─── Текст для чтения

Продолжаем разговор о произведениях, вошедших в шорт-лист
Протяжение точки. – М.: Первое сентября, 2009.
Объявляя нынешний короткий список «Большой книги», руководитель Федерального агентства по печати и массовым коммуникациям Михаил Сеславинский цитировал слова английского философа Фрэнсиса Бэкона: «Есть книги, которые надо только прочитать, есть такие, которые лучше всего проглотить, и лишь немногие стоит разжевать и переварить». Книгу Андрея Балдина придётся долго разжёвывать и переваривать, но она того стоит.
По прочтении её напрашивается парадоксальная характеристика – обаятельная монография. Притом что книга вовсе не моно ни в каком отношении, будь то тема, точка зрения или провоцируемые ею мысли и чувства, она очень даже полифонична и стереоскопична. И вообще, это не монография, лингвистическая либо литературоведческая, а сборник эссе о русской словесности и тех, кто слово русское выстраивал в рифмах и заплетал в сложные прозаические кружева.
Карамзин, Пушкин, Лев Толстой. Цари и святители. Читатели и критики. Особенности архитектуры и мистические жизненные совпадения. Исторические анекдоты и история русского языка. Упоение словом, смакование смыслов – вот на чём стоит эта книга, каждый абзац которой норовит раскрыться как многостворчатый книжный шкаф.

──────
─── Исходные данные

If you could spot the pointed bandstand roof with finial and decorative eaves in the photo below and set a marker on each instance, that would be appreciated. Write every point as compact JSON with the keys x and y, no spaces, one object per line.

──────
─── Исходные данные

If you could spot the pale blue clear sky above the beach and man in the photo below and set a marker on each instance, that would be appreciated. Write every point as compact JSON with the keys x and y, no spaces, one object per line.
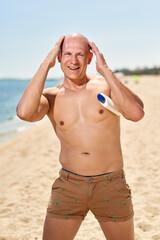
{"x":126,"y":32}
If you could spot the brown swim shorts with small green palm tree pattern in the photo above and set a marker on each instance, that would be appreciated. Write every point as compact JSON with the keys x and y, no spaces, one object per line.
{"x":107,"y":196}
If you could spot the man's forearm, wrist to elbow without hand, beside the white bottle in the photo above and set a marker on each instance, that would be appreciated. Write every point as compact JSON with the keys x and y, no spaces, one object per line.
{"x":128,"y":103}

──────

§ Поставленная задача 1
Слова какого мыслителя цитировал Михаил Сеславинский, объявляя короткий список «Большой книги», согласно тексту для чтения?
§ Поставленная задача 2
Извлеките из текста для чтения фрагмент от слов «Объявляя нынешний короткий» до слов «сложные прозаические кружева.» включительно.

§ Результат 1
Английского философа Фрэнсиса Бэкона.

§ Результат 2
Объявляя нынешний короткий список «Большой книги», руководитель Федерального агентства по печати и массовым коммуникациям Михаил Сеславинский цитировал слова английского философа Фрэнсиса Бэкона: «Есть книги, которые надо только прочитать, есть такие, которые лучше всего проглотить, и лишь немногие стоит разжевать и переварить». Книгу Андрея Балдина придётся долго разжёвывать и переваривать, но она того стоит.
По прочтении её напрашивается парадоксальная характеристика – обаятельная монография. Притом что книга вовсе не моно ни в каком отношении, будь то тема, точка зрения или провоцируемые ею мысли и чувства, она очень даже полифонична и стереоскопична. И вообще, это не монография, лингвистическая либо литературоведческая, а сборник эссе о русской словесности и тех, кто слово русское выстраивал в рифмах и заплетал в сложные прозаические кружева.